§ DATA FOR REVIEW:
---
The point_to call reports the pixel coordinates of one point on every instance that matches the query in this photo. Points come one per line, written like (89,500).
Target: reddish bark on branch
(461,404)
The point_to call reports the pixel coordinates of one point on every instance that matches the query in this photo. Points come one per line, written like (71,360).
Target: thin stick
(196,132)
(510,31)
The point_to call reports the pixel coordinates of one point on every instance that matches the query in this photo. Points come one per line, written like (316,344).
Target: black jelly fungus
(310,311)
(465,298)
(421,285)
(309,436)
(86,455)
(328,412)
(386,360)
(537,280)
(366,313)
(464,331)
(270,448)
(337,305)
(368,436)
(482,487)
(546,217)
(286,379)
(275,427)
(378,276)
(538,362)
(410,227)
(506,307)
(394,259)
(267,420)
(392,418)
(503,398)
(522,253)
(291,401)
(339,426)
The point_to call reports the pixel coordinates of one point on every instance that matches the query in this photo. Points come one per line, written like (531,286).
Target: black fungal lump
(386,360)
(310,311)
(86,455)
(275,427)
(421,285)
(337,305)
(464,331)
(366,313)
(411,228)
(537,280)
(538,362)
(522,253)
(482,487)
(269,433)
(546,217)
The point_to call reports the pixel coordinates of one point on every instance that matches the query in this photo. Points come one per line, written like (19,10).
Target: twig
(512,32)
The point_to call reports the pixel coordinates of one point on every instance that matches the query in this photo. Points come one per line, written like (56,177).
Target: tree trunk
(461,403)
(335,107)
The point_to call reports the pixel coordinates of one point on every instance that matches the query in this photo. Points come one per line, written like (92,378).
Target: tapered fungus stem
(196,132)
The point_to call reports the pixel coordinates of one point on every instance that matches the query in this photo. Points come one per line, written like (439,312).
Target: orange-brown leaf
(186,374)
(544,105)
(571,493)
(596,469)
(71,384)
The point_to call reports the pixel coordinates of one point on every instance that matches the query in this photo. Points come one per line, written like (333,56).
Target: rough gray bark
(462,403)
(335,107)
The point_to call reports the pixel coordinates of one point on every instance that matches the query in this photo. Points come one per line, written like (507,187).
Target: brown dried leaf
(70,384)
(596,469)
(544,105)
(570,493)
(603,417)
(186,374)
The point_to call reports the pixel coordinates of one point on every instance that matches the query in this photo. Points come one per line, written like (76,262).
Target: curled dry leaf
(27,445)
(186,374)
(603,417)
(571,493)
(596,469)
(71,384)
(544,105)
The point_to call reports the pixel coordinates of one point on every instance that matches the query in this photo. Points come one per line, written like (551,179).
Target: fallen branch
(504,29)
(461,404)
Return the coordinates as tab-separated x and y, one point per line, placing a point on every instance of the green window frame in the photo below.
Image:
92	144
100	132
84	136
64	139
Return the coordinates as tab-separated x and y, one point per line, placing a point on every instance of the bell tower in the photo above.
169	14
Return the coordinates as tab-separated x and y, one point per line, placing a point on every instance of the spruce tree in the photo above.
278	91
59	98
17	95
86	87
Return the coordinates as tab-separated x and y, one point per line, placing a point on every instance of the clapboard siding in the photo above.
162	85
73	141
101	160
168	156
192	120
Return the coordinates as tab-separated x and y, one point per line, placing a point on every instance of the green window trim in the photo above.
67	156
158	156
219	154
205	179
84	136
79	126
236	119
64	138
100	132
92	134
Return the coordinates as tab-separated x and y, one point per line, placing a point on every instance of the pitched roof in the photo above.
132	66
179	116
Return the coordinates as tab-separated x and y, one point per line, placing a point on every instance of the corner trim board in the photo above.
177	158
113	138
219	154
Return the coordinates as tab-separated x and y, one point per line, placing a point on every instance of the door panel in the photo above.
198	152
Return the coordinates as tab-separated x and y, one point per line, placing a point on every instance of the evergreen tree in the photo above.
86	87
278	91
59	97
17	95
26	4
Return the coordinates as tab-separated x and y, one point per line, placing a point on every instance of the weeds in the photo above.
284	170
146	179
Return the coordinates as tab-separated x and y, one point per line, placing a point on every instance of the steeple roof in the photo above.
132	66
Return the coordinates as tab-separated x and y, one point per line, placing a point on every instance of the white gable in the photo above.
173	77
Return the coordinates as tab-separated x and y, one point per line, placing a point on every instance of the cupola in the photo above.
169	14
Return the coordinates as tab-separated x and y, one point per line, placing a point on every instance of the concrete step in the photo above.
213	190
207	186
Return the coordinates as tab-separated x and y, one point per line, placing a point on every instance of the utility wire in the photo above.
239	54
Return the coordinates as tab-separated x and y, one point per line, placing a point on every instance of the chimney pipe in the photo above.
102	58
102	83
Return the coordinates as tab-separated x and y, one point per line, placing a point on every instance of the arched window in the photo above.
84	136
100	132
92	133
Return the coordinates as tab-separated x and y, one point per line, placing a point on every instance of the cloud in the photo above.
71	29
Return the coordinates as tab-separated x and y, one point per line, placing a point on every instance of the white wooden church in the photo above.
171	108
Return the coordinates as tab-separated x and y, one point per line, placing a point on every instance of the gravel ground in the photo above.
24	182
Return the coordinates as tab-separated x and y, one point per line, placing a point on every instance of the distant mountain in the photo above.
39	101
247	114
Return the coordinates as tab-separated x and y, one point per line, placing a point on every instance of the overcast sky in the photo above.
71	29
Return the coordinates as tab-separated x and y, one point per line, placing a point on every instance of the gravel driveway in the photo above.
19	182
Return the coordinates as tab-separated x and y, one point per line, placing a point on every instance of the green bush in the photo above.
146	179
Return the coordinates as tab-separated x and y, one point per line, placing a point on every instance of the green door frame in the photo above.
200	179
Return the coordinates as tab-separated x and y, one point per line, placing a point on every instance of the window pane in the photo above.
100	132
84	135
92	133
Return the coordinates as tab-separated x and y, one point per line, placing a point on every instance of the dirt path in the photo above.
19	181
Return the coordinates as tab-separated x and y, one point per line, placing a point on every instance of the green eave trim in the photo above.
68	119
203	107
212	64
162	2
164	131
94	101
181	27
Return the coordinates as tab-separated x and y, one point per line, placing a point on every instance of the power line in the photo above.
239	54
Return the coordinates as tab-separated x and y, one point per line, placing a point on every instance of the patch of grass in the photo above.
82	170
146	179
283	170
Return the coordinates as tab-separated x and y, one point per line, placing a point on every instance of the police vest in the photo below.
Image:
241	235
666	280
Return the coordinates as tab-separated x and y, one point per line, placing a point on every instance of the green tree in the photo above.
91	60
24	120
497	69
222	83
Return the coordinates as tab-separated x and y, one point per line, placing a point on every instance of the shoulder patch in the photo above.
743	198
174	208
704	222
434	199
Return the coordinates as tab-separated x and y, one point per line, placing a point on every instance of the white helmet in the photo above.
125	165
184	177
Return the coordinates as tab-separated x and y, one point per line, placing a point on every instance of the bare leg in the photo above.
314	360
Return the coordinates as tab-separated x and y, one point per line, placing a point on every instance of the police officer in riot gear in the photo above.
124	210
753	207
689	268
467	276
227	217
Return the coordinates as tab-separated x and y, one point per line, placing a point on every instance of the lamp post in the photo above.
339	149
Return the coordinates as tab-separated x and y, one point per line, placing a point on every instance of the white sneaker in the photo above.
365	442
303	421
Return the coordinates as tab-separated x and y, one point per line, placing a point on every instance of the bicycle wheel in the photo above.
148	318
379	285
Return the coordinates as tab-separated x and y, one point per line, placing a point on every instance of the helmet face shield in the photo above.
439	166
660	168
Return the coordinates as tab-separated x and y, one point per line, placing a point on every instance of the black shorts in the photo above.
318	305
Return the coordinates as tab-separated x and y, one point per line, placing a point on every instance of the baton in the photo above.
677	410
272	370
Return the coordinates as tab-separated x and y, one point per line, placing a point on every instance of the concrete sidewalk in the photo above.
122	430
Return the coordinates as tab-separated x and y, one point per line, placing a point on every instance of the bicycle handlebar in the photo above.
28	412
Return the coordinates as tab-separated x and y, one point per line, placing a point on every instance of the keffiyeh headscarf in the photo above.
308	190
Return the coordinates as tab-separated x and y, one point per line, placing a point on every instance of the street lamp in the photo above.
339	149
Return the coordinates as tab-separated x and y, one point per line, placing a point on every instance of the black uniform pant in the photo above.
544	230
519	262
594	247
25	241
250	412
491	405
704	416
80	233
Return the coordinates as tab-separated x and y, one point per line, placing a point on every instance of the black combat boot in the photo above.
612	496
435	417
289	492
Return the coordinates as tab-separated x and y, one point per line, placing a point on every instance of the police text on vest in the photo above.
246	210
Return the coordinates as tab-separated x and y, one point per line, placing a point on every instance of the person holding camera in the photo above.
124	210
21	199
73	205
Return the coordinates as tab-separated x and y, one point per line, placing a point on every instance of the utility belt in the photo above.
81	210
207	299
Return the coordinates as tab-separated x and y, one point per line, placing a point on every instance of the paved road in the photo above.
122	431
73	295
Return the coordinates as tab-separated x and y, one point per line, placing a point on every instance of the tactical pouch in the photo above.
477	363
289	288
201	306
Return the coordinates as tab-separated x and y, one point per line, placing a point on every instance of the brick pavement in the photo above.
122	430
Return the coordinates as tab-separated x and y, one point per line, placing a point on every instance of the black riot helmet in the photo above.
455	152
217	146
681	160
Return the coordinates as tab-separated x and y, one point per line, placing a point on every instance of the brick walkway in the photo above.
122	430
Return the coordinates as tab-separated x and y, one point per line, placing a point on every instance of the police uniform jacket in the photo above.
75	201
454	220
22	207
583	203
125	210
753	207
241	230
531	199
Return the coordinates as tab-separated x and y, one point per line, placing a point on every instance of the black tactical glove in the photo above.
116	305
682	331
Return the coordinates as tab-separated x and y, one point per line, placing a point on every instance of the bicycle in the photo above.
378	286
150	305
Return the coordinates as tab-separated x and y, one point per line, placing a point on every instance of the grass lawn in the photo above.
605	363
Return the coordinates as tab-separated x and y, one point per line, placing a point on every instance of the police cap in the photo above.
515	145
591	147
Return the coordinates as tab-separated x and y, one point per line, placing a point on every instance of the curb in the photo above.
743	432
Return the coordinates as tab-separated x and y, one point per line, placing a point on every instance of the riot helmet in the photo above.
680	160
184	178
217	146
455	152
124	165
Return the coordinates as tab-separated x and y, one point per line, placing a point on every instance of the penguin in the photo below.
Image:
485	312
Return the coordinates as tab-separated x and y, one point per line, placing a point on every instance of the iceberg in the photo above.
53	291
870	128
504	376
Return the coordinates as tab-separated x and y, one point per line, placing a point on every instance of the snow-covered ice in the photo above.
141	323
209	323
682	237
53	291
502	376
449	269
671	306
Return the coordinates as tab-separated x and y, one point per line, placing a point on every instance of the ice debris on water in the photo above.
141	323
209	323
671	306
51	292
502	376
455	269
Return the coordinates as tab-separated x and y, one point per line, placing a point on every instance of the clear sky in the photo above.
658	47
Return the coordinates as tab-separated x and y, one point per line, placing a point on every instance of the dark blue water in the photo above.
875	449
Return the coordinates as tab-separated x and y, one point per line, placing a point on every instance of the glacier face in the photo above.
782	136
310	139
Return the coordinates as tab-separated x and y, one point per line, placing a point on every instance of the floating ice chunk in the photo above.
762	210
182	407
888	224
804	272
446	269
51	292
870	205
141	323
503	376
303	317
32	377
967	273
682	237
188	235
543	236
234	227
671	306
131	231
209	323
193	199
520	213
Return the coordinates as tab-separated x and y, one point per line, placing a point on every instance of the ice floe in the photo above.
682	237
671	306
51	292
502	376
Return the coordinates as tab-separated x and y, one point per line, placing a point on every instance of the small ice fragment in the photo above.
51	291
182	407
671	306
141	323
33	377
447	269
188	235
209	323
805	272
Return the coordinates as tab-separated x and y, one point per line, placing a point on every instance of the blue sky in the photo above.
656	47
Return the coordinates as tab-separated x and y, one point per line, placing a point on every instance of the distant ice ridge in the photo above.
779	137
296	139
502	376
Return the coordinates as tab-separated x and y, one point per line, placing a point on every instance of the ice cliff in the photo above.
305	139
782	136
---
§ TASK DIRECTIONS: Find and copy each line in the material above where the string "call" occurs.

§ REPLY TO THE TASK:
The point_to call reports the pixel coordinates of one point on every instance that matches the query in this photo. Points come one per line, written like (89,500).
The point_to call reports the pixel coordinates of one point on every instance that matches the query in this photo. Points come one per line, written like (71,360).
The point_to call reports the pixel coordinates of one point on every instance that matches the query in this photo. Points come one per line, written like (316,344).
The point_to call reports the pixel coordinates of one point on every instance that matches the query in this photo. Points come one per line, written like (531,286).
The point_to call reports the pixel coordinates of one point on every instance that matches the query in this photo. Points come one per line, written like (19,10).
The point_to call reports the pixel coordinates of one point on every instance that matches the query in this photo. Points come one per line, written like (56,177).
The point_to call reports the pixel coordinates of one point on every instance that matches the query in this photo. Points come one per line, written like (92,378).
The point_to call reports the pixel coordinates of one point on every instance that matches the query in this photo. Points come one per line, written like (439,312).
The point_to call reports the pixel coordinates of one point on every instance that matches the query in this photo. Points come one per line, written like (333,56).
The point_to call reports the pixel coordinates of one point on every instance that matches the query in this photo. Points come one per line, written like (507,187).
The point_to call reports the pixel coordinates of one point on every instance that matches the query in this photo. Points come one per line, written like (76,262).
The point_to call reports the pixel coordinates of one point on every instance that matches the query in this photo. Points come one per line, written like (551,179).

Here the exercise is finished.